:: MATERIAL FOR THE TASK

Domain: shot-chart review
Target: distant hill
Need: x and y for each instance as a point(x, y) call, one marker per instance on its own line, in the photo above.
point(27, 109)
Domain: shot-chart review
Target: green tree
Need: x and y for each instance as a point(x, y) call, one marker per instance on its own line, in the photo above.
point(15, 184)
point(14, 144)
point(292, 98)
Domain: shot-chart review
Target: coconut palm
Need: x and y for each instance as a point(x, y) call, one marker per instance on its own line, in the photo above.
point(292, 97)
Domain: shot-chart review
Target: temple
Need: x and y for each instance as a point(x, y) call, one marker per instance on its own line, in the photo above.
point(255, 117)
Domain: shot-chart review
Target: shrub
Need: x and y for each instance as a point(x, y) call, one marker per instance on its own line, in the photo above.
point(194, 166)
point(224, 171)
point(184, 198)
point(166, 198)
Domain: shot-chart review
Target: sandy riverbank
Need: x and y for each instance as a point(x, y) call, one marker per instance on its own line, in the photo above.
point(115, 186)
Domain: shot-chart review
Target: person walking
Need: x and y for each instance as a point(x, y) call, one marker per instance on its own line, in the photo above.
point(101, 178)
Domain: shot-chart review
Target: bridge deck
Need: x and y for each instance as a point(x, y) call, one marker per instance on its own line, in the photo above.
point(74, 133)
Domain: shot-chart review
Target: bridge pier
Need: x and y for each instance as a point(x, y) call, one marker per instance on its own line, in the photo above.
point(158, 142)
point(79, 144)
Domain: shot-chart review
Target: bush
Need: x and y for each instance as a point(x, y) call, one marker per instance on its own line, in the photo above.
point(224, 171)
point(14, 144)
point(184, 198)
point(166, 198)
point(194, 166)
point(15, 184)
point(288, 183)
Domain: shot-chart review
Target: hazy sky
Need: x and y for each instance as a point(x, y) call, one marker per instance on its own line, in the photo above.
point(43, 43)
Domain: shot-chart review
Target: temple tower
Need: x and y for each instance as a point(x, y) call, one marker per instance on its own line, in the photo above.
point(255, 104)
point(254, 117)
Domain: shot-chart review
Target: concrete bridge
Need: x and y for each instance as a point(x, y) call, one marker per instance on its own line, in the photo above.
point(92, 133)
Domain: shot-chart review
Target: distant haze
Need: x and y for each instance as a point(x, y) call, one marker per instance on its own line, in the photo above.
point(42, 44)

::::
:: MATERIAL FOR THE TASK

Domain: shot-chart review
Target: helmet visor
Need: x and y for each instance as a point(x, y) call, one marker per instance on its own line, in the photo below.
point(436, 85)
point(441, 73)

::::
:: MATERIAL FOR THE TASK

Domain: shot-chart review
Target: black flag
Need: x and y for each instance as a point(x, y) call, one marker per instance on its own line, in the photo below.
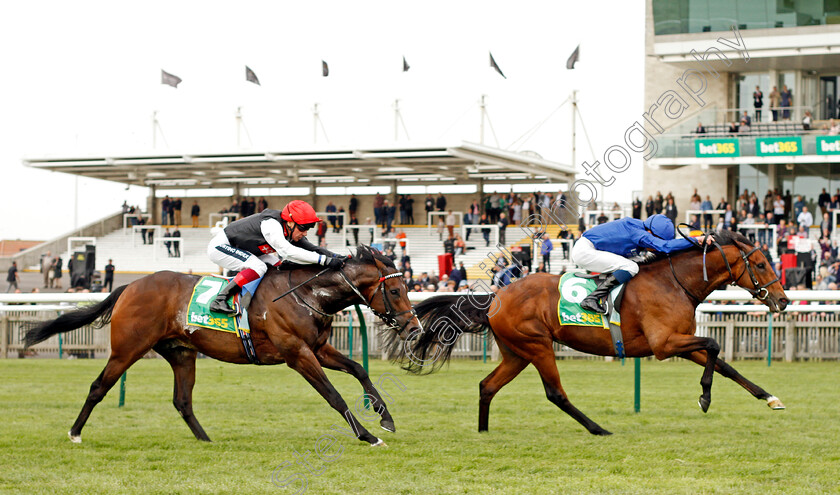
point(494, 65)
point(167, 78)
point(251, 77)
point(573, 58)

::::

• [ACTION ITEM]:
Look through the data above and return each line where the string "distant" occurs.

• [WRITTEN RESPONSE]:
Target: distant hill
Target: distant haze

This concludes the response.